Point-per-instance localization data
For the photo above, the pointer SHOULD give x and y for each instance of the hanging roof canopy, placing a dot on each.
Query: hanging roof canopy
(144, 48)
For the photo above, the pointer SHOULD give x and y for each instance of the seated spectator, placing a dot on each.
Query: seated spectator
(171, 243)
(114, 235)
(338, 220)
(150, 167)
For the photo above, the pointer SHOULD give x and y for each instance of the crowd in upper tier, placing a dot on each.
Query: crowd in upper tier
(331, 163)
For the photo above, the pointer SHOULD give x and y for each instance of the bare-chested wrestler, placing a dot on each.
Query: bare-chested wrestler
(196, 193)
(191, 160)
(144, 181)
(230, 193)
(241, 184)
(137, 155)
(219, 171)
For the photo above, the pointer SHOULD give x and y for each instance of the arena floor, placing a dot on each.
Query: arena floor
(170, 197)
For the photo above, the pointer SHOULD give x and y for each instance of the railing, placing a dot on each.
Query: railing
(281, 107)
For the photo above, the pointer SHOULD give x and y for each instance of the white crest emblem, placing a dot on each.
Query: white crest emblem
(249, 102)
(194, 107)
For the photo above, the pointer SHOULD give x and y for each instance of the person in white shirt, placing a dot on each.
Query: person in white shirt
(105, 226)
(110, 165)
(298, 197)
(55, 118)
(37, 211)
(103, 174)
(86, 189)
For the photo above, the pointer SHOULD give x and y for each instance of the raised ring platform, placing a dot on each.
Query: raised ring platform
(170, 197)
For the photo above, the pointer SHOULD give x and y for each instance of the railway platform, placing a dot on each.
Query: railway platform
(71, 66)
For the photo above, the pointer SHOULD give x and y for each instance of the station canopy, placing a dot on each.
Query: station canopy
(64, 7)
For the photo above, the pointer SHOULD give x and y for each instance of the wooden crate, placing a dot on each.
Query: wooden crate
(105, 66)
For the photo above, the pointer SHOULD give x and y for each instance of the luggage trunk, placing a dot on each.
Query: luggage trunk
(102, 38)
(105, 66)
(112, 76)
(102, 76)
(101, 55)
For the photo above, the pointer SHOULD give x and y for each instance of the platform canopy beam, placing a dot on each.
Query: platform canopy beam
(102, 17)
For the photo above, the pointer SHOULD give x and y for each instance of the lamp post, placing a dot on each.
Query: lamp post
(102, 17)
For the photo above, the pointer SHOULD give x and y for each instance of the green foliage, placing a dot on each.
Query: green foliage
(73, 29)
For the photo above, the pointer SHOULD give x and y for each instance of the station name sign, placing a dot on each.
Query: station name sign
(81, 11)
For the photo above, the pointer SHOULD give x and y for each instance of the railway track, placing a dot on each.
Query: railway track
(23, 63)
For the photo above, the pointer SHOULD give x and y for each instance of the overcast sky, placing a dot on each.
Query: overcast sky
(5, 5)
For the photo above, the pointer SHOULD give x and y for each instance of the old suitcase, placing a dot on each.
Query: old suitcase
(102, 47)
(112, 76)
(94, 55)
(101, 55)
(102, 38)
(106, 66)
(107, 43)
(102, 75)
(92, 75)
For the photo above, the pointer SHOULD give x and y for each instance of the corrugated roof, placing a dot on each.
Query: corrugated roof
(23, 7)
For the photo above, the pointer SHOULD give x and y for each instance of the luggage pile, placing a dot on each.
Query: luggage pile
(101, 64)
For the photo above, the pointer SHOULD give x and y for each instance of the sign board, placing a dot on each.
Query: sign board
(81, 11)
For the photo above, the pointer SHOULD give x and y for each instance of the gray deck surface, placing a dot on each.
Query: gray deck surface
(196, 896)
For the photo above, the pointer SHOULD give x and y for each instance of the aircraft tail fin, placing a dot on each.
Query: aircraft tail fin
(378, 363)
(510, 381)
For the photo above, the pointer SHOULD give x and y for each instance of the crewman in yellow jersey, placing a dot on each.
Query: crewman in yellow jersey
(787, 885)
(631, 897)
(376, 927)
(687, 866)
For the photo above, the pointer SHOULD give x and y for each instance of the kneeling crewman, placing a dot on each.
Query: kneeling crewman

> ACTIVITY: Each line from the one that includes "fin, placing a dot on each." down to the close of the records above is to be given again exactly, and no other line is to appear.

> RESULT:
For the photo above, the pointer SHOULD give x and y for each instance of the aircraft tail fin, placing a dot on each.
Query: aircraft tail fin
(378, 363)
(510, 381)
For the photo above, the pointer SHOULD give x and y for each instance of the crewman in yellow jersey, placing a dot on each.
Query: crewman in yellow jersey
(787, 885)
(631, 897)
(376, 927)
(687, 866)
For the photo above, the pointer SHOULD give x and y for each instance of the kneeling crewman, placing a dot on each.
Query: kneeling crewman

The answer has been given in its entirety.